• **WRITTEN PROBLEM**
Please reproduce, word for word, the part of the thread on finding the nearest array value in Python that opens with the words containing "I am thinking of doing it" and closes with "for your help!".

• **SELECTED PASSAGE**

Finding the nearest value and return the index of array in Python

Question

I found this post: Python: finding an element in an array

and it's about returning the index of an array through matching the values.

On the other hand, what I am thinking of doing is similar but different. I would like to find the nearest value for the target value. For example I am looking for 4.2 but I know in the array there is no 4.2 but I want to return the index of the value 4.1 instead of 4.4.

What would be the fastest way of doing it?

I am thinking of doing it the old way like how I used to do it with Matlab, which is using the array A where I want to get the index from to minus the target value and take the absolute of it, then select the min. Something like this:-

[~,idx] = min(abs(A - target))

That is Matlab code but I am newbie in Python so I am thinking, is there a fast way of doing it in Python?

Thank you so much for your help!

Answer 1

This is similar to using bisect_left, but it'll allow you to pass in an array of targets

def find_closest(A, target):
    #A must be sorted
    idx = A.searchsorted(target)
    idx = np.clip(idx, 1, len(A)-1)
    left = A[idx-1]
    right = A[idx]
    idx -= target - left < right - target
    return idx

Some explanation:

First the general case: idx = A.searchsorted(target) returns an index for each target such that target is between A[index - 1] and A[index]. I call these left and right so we know that left < target <= right. target - left < right - target is True (or 1) when target is closer to left and False (or 0) when target is closer to right.

Now the special case: when target is less than all the elements of A, idx = 0. idx = np.clip(idx, 1, len(A)-1) replaces all values of idx < 1 with 1, so idx=1. In this case left = A[0], right = A[1] and we know that target <= left <= right. Therefor we know that target - left <= 0 and right - target >= 0 so target - left < right - target is True unless target == left == right and idx - True = 0.

Rows taken from a pointing dataset
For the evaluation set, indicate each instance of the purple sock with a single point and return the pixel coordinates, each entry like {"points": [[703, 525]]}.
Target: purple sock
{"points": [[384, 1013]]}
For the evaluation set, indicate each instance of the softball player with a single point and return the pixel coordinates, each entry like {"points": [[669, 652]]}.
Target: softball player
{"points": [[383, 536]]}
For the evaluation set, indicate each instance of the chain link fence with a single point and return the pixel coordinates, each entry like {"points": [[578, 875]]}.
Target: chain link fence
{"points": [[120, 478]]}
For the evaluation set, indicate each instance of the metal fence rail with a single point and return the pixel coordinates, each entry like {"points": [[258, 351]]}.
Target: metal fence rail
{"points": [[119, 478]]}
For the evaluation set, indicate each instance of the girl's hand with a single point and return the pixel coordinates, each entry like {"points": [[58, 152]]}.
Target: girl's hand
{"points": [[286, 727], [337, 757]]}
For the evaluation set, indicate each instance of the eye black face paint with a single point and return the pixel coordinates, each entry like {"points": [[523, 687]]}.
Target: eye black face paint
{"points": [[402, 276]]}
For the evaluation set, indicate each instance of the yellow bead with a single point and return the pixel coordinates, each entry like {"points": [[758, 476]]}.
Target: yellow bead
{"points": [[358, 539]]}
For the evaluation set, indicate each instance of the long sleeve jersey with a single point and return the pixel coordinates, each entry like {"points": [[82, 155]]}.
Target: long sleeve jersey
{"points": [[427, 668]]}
==
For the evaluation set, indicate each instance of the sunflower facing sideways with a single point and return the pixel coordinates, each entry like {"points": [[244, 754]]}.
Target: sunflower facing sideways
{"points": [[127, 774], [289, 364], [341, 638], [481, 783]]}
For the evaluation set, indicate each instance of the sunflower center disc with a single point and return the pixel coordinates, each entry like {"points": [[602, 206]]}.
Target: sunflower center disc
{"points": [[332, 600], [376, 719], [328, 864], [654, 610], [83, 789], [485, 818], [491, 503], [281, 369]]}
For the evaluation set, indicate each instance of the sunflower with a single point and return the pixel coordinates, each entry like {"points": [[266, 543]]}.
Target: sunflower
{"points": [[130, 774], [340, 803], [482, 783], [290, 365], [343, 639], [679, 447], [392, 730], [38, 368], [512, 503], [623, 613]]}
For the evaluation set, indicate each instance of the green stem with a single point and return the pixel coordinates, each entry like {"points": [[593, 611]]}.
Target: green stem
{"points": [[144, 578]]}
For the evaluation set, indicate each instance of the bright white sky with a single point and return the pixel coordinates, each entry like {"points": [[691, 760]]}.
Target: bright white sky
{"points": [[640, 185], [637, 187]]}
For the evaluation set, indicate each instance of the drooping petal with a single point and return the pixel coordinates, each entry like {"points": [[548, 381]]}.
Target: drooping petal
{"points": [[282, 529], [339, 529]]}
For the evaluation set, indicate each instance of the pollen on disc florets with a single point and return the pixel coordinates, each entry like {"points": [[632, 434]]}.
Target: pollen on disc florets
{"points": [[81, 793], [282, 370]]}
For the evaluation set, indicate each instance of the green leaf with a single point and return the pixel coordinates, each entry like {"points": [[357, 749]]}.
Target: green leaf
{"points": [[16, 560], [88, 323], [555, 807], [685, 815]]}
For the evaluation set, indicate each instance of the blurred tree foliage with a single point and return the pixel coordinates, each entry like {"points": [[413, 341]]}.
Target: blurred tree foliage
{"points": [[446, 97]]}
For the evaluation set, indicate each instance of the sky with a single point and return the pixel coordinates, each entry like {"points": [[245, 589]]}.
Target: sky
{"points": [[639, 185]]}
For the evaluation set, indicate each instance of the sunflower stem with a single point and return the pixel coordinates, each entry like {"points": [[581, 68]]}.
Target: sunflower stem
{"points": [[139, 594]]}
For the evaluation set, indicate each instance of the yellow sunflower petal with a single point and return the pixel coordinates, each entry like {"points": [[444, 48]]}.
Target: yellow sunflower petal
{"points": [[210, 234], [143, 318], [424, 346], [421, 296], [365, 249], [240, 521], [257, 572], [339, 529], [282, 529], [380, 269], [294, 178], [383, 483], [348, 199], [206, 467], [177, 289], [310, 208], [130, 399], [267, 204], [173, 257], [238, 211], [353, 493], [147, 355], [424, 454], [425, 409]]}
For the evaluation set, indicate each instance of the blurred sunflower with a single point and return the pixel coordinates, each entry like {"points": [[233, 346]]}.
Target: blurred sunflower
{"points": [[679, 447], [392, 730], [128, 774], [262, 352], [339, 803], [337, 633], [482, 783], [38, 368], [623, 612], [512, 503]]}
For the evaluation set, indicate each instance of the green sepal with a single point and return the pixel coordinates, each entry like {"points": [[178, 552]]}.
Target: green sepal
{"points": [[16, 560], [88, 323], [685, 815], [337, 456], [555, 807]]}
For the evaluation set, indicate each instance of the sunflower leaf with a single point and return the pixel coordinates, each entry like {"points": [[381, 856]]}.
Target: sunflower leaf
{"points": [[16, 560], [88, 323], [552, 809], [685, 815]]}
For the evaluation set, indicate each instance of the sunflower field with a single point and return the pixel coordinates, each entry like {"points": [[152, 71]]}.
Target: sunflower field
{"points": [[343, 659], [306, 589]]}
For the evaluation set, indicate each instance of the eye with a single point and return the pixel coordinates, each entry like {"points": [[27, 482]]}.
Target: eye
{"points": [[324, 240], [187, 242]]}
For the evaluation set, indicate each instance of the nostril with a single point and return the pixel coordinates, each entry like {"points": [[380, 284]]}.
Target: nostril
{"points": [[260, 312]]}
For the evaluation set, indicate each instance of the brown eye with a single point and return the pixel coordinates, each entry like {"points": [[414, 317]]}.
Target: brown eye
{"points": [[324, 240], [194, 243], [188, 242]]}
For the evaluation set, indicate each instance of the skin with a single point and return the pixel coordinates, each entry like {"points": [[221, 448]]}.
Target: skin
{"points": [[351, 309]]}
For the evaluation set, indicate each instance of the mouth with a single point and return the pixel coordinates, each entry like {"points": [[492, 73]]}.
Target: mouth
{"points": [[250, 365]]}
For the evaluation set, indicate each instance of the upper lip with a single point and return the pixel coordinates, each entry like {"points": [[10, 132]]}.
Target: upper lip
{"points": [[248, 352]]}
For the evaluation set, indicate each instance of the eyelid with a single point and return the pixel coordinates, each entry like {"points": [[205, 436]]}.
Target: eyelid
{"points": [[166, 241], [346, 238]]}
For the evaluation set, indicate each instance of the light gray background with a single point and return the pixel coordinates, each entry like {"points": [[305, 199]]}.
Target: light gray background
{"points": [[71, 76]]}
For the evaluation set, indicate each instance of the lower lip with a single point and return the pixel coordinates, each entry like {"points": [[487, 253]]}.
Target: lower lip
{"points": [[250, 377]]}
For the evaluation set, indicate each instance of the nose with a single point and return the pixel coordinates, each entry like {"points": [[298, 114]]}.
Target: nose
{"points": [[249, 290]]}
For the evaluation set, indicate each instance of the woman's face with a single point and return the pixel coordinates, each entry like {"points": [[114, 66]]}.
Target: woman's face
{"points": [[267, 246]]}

• **OUTPUT OF THE EXERCISE**
I am thinking of doing it the old way like how I used to do it with Matlab, which is using the array A where I want to get the index from to minus the target value and take the absolute of it, then select the min. Something like this:-

[~,idx] = min(abs(A - target))

That is Matlab code but I am newbie in Python so I am thinking, is there a fast way of doing it in Python?

Thank you so much for your help!